New Amendments to Regulation A

On June 19, 2015, new amendments to Regulation A took effect which should increase capital raising options of some smaller businesses. Formerly, the Regulation A exemption was limited to $5 million. The new amendments provide an avenue for businesses to raise up to $50 million of capital. As a result of the new amendments, Regulation A is now divided into two tiers, “Tier 1” and “Tier 2.”

In Tier 1 offerings, companies can raise up to $20 million over a one year period, with not more than $6 million in offers by selling security-holders that are affiliates of the issuer. Under Tier 1, the offering must pass state securities regulation in any state where investors are located.

In Tier 2 offerings, companies can raise up to $50 million over a one year period, with not more than $15 million in offers by selling security-holders that are affiliates of the issuer. A Tier 2 offering has the significant advantage of being exempt from many state registration requirements.

Under the Exchange Act Section 12(g), an issuer is required to file an Exchange Act registration statement regarding a class of equity securities within 120 days of the last day of its fiscal year if, on that date, certain thresholds are met. In order to take be exempted from Section 12(g), a Tier 2 offering issuer must:

  • Engage services from a transfer agent registered with the commission;
  • Remain subject to a Tier 2 reporting obligation;
  • Be current in annual and semiannual reporting at fiscal year-end; and
  • Have a public float of less than $75 million as of the last business day of their most recently completely semiannual period, or, in the absence of a public float, have annual revenues or less than $50 million as of their most recently completed fiscal year.
━━━━━━━━
== REQUIRED TASK 1 ==
In the text on the Regulation A amendments, how much can a company raise over a one-year period in a Tier 2 offering?
== REQUIRED TASK 2 ==
Pick up the text on the Regulation A amendments after its final sentence and carry it forward.

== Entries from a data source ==
━━━━━━━━
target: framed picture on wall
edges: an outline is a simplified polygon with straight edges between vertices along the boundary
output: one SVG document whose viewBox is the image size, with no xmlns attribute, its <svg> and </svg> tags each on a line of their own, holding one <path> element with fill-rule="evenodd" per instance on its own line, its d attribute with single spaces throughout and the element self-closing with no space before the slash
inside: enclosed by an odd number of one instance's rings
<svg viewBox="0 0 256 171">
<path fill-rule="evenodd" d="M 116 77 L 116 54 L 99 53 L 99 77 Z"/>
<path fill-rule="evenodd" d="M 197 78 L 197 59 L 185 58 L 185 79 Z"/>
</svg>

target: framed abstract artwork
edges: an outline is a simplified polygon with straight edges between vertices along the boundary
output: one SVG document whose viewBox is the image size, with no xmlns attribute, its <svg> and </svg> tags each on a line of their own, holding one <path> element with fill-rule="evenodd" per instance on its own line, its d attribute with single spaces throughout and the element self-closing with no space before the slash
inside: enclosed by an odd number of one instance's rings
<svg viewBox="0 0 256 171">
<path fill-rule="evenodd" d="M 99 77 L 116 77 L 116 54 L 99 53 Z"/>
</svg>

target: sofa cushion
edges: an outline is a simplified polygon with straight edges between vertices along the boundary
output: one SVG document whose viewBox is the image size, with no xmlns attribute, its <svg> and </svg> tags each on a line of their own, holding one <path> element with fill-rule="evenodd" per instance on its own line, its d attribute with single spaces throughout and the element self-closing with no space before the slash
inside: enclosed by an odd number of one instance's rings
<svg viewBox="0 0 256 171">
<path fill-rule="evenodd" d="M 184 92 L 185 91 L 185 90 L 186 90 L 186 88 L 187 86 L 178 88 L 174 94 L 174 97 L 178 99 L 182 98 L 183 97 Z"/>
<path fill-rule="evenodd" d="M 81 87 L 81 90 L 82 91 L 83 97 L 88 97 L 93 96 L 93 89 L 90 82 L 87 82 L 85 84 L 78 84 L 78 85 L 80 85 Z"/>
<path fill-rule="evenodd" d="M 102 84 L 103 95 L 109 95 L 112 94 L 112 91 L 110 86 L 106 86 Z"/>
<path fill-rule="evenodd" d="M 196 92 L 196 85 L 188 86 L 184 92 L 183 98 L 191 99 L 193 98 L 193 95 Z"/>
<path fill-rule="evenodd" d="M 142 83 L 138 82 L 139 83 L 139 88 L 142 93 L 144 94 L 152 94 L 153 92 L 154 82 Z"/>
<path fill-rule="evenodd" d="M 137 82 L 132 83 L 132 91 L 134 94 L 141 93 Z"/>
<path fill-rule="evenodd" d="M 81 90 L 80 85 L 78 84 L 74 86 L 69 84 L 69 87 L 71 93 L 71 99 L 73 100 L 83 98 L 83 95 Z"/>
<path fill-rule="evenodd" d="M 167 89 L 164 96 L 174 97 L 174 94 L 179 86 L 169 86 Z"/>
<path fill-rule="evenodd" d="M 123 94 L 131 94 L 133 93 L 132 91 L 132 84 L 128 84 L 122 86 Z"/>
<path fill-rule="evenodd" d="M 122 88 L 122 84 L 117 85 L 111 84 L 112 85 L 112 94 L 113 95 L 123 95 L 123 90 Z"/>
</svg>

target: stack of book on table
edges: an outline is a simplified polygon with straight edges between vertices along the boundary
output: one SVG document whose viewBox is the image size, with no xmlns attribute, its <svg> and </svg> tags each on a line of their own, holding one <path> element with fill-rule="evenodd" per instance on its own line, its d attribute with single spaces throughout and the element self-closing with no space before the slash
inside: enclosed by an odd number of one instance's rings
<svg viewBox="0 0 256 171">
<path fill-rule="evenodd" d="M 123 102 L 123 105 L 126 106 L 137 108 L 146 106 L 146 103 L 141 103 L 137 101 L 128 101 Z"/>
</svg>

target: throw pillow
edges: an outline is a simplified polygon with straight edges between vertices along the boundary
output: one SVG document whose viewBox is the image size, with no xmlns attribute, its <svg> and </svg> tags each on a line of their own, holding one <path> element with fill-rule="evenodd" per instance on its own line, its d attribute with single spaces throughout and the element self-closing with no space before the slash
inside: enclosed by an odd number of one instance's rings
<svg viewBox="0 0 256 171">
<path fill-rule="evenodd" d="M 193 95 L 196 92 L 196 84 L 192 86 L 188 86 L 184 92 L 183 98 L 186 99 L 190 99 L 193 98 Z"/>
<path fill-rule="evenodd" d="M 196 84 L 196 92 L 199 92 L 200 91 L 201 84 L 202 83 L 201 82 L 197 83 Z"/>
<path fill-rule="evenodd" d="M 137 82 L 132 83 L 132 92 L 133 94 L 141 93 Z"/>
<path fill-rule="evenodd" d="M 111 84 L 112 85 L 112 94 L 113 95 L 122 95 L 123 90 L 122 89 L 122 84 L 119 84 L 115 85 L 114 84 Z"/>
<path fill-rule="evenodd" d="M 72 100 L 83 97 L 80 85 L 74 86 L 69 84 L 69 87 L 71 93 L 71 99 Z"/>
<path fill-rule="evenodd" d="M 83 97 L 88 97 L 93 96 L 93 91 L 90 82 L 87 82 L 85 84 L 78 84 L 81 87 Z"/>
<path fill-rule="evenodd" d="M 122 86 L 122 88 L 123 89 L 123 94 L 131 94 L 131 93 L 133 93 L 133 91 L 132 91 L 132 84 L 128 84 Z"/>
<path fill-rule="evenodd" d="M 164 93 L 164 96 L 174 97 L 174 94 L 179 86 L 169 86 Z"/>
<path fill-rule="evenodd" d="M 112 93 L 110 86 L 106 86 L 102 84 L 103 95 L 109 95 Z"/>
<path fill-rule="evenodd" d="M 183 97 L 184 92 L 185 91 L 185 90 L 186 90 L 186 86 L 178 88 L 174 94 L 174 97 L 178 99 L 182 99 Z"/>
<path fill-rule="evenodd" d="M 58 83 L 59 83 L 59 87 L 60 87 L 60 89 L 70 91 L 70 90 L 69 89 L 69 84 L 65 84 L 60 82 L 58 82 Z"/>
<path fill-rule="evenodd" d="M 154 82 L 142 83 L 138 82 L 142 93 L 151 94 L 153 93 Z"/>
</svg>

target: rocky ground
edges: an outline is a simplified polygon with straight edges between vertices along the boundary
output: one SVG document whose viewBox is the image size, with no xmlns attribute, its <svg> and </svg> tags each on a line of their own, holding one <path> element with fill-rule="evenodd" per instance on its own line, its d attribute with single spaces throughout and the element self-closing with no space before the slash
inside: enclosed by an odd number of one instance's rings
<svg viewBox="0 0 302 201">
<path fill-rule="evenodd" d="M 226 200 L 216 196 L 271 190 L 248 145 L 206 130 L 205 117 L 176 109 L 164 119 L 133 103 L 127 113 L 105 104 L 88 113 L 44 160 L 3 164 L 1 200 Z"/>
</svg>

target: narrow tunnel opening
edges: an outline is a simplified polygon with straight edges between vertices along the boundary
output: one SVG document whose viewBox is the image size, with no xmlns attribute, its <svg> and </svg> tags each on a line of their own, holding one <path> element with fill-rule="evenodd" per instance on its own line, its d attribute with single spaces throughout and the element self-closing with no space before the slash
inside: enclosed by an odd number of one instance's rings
━━━━━━━━
== TASK RESULT 1 ==
Up to $50 million.

== TASK RESULT 2 ==
Tier 2 offerings are also subject to a few additional regulatory requirements. The issuer must provide audited financial statements and file annual and current event reports. For non-accredited investors, there’s an investment limit of no more than 10 percent of the greater of the investor’s annual income or net worth.

Who is eligible to use this Regulation?
To be eligible to take advantage of this regulation, a company must be organized in and have their principle place of business located in either the United States or Canada.
This exemption is not available to companies that:

  • Are already SEC reporting companies;
  • Are companies with no specific business plan or purpose or that have indicated their business plan is to engage in a merger or acquisition with an unidentified company with certain characteristics;
  • Are seeking to offer and sell asset-backed securities or fractional undivided interests in oil, gas or other mineral rights;
  • Have been subject to any order of the Commission under Exchange Act Section 12(j) entered within the past five years;
  • Have not filed ongoing reports required by the rules during the preceding two years; or
  • Are disqualified under the “bad actor” disqualification rules.

Parker MacIntyre provides legal and compliance services to investment advisers, broker dealers, registered representatives, hedge funds, and issuers of securities, among others. Our regulatory practice group assists financial service providers with complex issues that arise in the course of their business, including complying with federal and state laws and rules. Please visit our website for more information.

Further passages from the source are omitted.